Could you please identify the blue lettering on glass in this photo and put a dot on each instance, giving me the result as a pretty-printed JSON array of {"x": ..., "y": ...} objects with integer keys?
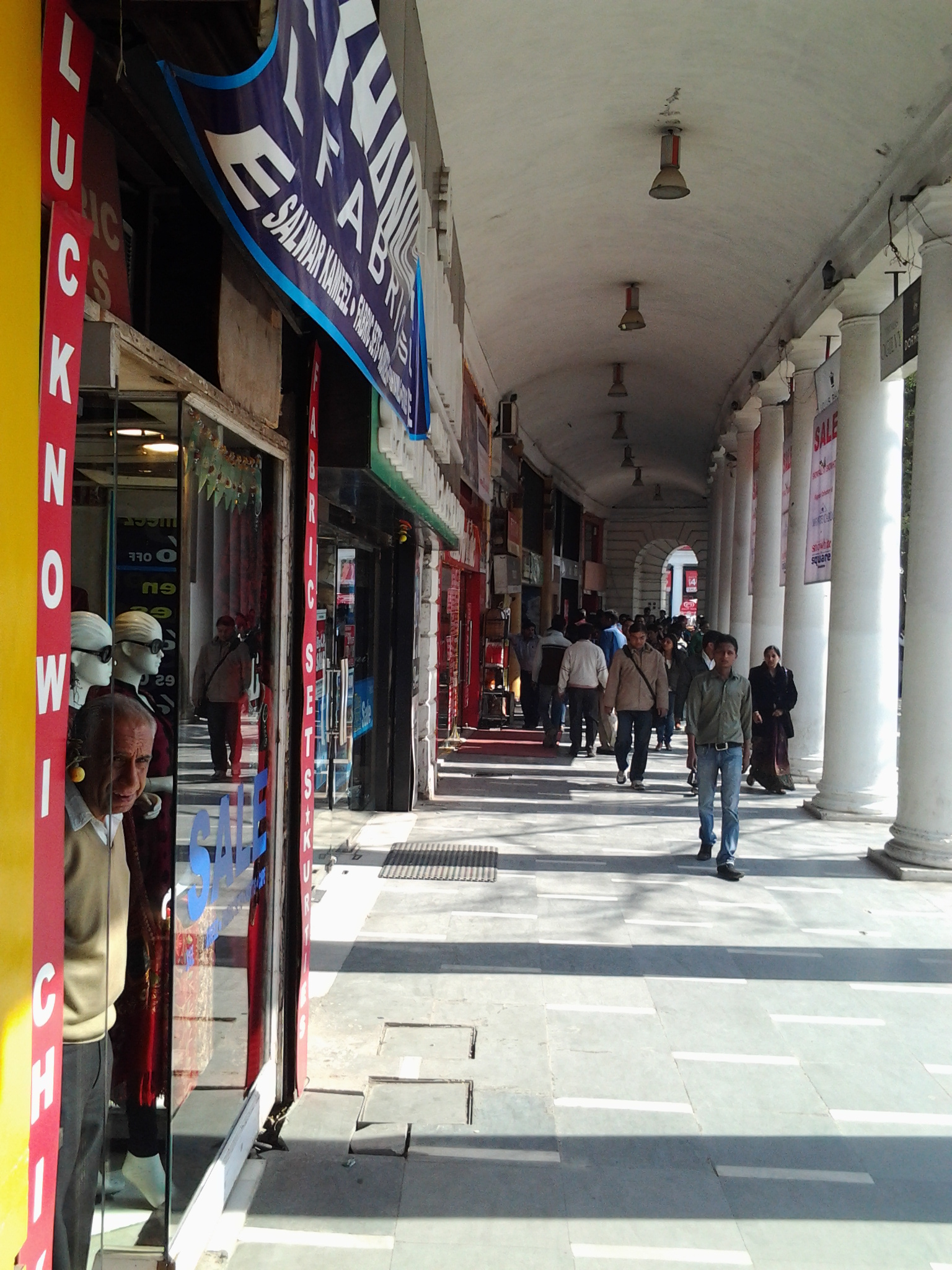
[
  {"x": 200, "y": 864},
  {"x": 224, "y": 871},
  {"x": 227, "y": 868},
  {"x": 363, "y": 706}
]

Given instruction: Please rewrite the lines above with "blue lettering" changed to "white lettering" and nothing else altered, leaving the pictures out.

Exercise output:
Could you please identify the white lettering on glass in this photo and put a dot on each instance, giving me the result as a pretty-printed JSON array of {"x": ..., "y": ...} objects with integer keys?
[
  {"x": 200, "y": 864},
  {"x": 224, "y": 871},
  {"x": 227, "y": 868},
  {"x": 363, "y": 706}
]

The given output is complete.